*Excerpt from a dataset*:
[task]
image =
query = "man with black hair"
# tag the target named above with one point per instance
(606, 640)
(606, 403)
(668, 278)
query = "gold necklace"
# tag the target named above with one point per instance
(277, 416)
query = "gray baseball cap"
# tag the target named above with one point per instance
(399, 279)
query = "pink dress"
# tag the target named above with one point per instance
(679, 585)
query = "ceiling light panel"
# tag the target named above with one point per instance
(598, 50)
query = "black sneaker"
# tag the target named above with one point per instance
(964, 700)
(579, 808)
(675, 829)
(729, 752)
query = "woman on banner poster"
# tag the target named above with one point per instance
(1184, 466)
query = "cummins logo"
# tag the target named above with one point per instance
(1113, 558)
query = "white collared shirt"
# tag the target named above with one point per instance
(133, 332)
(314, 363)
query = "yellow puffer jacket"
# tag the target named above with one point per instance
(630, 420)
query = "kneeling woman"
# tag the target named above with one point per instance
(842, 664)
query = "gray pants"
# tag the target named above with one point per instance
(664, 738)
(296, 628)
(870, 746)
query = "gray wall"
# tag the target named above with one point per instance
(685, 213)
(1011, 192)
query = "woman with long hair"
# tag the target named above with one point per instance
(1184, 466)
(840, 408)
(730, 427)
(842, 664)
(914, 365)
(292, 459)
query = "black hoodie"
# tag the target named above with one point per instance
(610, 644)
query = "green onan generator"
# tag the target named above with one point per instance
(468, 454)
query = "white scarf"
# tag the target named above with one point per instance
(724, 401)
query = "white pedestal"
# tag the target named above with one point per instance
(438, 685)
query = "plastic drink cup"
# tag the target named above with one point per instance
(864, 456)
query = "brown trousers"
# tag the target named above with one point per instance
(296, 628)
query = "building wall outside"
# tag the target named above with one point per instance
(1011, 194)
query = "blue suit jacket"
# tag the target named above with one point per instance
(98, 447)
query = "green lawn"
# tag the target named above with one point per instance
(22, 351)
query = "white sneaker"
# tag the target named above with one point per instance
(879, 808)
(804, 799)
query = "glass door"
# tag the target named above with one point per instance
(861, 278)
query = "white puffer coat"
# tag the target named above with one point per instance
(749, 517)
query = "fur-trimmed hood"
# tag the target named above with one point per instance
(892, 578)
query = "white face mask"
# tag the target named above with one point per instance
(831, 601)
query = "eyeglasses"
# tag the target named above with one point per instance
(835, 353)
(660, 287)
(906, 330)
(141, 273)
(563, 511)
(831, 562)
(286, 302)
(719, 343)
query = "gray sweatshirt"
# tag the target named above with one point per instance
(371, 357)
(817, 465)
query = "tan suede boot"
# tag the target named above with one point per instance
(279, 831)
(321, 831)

*Task description*: All of the entries above need to be reproduced exactly.

*Result of this task*:
[task]
image =
query = "man with black hair"
# tag the target named above with one point per instance
(606, 640)
(606, 403)
(668, 278)
query = "gold necklace"
# tag the target named above with one point per instance
(277, 416)
query = "gray baseball cap"
# tag the target named above with one point per instance
(399, 279)
query = "pink dress"
# tag the target named above with one point per instance
(679, 585)
query = "ceiling light panel"
# tag the target named above with one point per instance
(598, 50)
query = "black sneaker"
# tag the target named above with one point per instance
(964, 700)
(579, 808)
(675, 829)
(729, 752)
query = "woman on banner poster"
# tag the target named above with one point per instance
(1184, 466)
query = "cummins logo"
# tag the target named above with one point per instance
(1113, 558)
query = "white collared shirt"
# tag the target named above with one point per instance
(133, 332)
(314, 363)
query = "yellow puffer jacket"
# tag the target named above with one point per instance
(630, 420)
query = "kneeling woman"
# tag the target named above with one point per instance
(842, 664)
query = "gray pants"
# tag the target named above with one point per instance
(664, 738)
(296, 628)
(870, 746)
query = "gray wall"
# tag the target named above with one point per instance
(685, 213)
(1011, 192)
query = "woman with long hair"
# tag the target named above with one point per instance
(1184, 466)
(840, 408)
(730, 427)
(842, 664)
(914, 365)
(292, 459)
query = "black hoodie"
# tag the target named above with one point per instance
(610, 644)
query = "green onan generator"
# tag the target named above with one point per instance
(468, 454)
query = "white scarf"
# tag the target named above with one point per instance
(724, 401)
query = "white pedestal"
# tag the target named above with one point per instance
(438, 685)
query = "plastic drink cup"
# tag the target named above with one point per instance
(864, 456)
query = "brown trousers"
# tag the target named above with one point per instance
(296, 628)
query = "building wall outside"
# tag the target named above with one point per instance
(1011, 194)
query = "blue suit jacket"
# tag the target named above with one point per instance
(98, 447)
query = "green lawn"
# tag the target named above with one point per instance
(22, 351)
query = "white sneaker"
# tag the target named above with one point per instance
(879, 808)
(804, 799)
query = "glass door"
# tag the target named above with one point per instance
(861, 278)
query = "white puffer coat"
# tag the target named above with one point per instance
(749, 517)
query = "fur-trimmed hood"
# tag the target named above with one point per instance
(892, 578)
query = "white face mask"
# tag the target named above with one point per instance
(831, 601)
query = "eyeglasses"
# tag the target named above with one point per instance
(835, 353)
(660, 287)
(906, 330)
(141, 273)
(563, 511)
(831, 562)
(286, 302)
(719, 343)
query = "gray sweatshirt"
# tag the target named above with one point per instance
(371, 357)
(817, 465)
query = "tan suede boot"
# tag the target named above with one point per instance
(279, 831)
(321, 831)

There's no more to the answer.